Could you copy the passage in the article on John Wheeler-Bennett, the businessman, below, from "John Wheeler-Bennett (1840" to "Sir John Wheeler-Bennett.", word for word?

*DOCUMENT PASSAGE*:
----
- Born: 1840
- Died: 25 June 1926 (aged 85–86) Ravensbourne, Keston, Kent, England
- Occupations: Import merchant, public servant, philanthropist
- Spouse: Christine McNutt ​(m. 1882)​
- Children: 2, including historian John Wheeler-Bennett

= John Wheeler-Bennett (businessman) =

British import merchant, public servant and philanthropist

John Wheeler-Bennett (1840 – 25 June 1926) was a British import merchant, public servant and philanthropist. He was the father of British historian Sir John Wheeler-Bennett.

== Early life ==
Wheeler-Bennett was educated at Mr Vickery's School in Portsmouth, a private preparatory school for boys wishing to enter the Royal Navy.

== Career ==
For forty years until his retirement in 1922 he ran an import business from offices at Hibernia Chambers, London Bridge, with major interests in Canada, the United States, Argentina and Denmark. He was chairman of the London Home and Foreign Exchange in 1913. He was also a director of the Metropolitan Railway and chairman of its surplus lands committee.

During World War I, Wheeler-Bennett chaired the finance committee of the Kent County War Fund of the British Red Cross Society, which administered nearly a hundred Voluntary Aid Detachment hospitals. For this service he was appointed Commander of the Order of the British Empire (CBE) on 1 January 1920. He also served on the City of London Military Advisory Committee, chaired the Bromley Rural Tribunal, and was joint treasurer of the Royal Naval Ports Church Building Fund established in 1912.
----
[Data entries]
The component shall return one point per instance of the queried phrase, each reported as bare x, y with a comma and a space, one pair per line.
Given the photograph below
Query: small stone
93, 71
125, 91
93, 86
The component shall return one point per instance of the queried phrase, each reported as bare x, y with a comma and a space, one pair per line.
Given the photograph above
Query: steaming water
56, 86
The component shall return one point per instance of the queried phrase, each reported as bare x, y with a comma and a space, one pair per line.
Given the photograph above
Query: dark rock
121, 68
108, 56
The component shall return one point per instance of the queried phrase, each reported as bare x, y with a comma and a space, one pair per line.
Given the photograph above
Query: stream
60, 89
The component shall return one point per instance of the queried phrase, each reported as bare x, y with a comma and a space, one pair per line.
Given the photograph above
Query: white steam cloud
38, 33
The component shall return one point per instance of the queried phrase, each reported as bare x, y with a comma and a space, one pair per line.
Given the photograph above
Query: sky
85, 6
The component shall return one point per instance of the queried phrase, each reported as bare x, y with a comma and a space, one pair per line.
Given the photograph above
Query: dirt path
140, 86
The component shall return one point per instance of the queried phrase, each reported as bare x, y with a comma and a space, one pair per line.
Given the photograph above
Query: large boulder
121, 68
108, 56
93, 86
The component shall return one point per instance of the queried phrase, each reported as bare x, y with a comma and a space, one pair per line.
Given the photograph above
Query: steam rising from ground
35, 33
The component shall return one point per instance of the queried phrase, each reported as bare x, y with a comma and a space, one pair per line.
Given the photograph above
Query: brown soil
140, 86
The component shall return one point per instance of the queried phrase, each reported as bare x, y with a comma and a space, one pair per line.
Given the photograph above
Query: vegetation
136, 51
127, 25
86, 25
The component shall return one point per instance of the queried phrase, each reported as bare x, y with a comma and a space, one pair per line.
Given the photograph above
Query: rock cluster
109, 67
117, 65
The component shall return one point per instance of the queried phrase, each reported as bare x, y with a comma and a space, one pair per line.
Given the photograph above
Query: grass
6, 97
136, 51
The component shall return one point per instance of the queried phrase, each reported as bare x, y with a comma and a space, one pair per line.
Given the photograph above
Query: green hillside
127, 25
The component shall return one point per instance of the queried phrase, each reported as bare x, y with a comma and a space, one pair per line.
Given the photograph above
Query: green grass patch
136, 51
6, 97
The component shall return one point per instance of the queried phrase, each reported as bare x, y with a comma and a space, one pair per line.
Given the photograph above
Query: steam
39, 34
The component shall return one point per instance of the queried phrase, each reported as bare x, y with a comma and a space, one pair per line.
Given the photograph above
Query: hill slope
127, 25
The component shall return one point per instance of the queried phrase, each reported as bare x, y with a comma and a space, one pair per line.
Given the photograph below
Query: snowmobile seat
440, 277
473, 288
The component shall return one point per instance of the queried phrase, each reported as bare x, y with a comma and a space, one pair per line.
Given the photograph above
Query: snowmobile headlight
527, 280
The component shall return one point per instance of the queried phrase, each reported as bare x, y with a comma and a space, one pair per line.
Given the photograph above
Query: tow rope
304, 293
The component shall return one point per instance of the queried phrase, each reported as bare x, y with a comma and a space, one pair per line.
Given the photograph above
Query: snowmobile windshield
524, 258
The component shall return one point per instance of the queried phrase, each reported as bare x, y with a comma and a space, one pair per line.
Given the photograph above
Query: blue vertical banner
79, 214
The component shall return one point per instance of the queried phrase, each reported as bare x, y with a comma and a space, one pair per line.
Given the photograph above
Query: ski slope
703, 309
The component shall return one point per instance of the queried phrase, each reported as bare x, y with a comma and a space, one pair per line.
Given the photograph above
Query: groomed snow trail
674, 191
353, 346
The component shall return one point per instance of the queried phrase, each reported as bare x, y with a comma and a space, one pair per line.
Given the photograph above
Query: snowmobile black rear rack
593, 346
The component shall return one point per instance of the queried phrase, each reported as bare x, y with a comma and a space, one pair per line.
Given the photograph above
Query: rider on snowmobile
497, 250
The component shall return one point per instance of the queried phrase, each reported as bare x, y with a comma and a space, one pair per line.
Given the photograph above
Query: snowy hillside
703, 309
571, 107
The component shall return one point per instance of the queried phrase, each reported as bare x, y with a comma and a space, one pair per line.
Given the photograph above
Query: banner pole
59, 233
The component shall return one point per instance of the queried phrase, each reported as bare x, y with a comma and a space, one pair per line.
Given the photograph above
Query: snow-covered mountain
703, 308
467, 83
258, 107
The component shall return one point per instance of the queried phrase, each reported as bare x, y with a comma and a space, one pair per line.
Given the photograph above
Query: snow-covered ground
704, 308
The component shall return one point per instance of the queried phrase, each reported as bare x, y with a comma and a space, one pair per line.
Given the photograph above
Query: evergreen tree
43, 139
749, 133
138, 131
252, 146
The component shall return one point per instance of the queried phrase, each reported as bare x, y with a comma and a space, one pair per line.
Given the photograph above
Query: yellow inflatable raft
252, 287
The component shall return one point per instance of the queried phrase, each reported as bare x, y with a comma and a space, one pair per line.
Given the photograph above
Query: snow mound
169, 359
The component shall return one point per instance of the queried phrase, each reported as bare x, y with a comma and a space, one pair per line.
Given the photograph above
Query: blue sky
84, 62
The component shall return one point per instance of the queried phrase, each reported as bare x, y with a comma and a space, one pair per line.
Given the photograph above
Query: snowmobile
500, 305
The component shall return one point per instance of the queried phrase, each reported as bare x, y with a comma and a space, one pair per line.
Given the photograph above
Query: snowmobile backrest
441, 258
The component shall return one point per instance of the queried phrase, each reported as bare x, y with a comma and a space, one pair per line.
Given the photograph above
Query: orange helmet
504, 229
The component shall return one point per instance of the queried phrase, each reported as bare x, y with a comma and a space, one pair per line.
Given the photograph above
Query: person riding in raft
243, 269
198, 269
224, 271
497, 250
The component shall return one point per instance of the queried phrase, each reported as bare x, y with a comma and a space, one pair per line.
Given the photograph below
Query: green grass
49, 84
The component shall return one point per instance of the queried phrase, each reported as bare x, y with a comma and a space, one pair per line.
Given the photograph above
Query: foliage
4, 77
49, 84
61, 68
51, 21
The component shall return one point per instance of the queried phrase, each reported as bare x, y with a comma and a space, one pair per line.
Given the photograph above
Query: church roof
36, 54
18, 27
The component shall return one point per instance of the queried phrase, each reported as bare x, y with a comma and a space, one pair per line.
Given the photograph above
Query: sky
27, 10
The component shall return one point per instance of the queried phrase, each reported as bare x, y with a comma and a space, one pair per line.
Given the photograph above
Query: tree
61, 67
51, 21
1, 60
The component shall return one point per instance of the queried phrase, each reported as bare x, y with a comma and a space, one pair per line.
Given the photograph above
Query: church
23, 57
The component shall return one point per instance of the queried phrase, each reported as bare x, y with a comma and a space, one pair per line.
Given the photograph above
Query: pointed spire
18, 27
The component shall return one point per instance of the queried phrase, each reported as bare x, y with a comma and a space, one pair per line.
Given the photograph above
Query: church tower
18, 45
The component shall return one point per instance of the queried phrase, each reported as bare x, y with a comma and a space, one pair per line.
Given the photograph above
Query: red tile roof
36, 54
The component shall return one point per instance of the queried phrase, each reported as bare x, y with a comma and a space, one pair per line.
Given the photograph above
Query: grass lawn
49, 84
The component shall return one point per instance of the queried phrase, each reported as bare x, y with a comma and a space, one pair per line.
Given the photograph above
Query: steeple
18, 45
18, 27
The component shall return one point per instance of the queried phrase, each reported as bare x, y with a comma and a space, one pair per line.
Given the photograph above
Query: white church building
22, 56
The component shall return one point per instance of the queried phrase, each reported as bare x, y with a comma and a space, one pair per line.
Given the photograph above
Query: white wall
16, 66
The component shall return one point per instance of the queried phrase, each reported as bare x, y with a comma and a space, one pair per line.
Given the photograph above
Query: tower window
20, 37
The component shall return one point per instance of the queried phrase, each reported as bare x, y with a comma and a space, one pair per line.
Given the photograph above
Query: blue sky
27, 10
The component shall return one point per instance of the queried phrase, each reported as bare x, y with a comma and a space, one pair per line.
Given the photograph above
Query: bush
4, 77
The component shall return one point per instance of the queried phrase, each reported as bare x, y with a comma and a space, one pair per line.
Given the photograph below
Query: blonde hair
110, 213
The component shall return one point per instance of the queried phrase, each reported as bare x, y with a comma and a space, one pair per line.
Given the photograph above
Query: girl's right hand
----
*ANSWER FOR THE TASK*:
John Wheeler-Bennett (1840 – 25 June 1926) was a British import merchant, public servant and philanthropist. He was the father of British historian Sir John Wheeler-Bennett.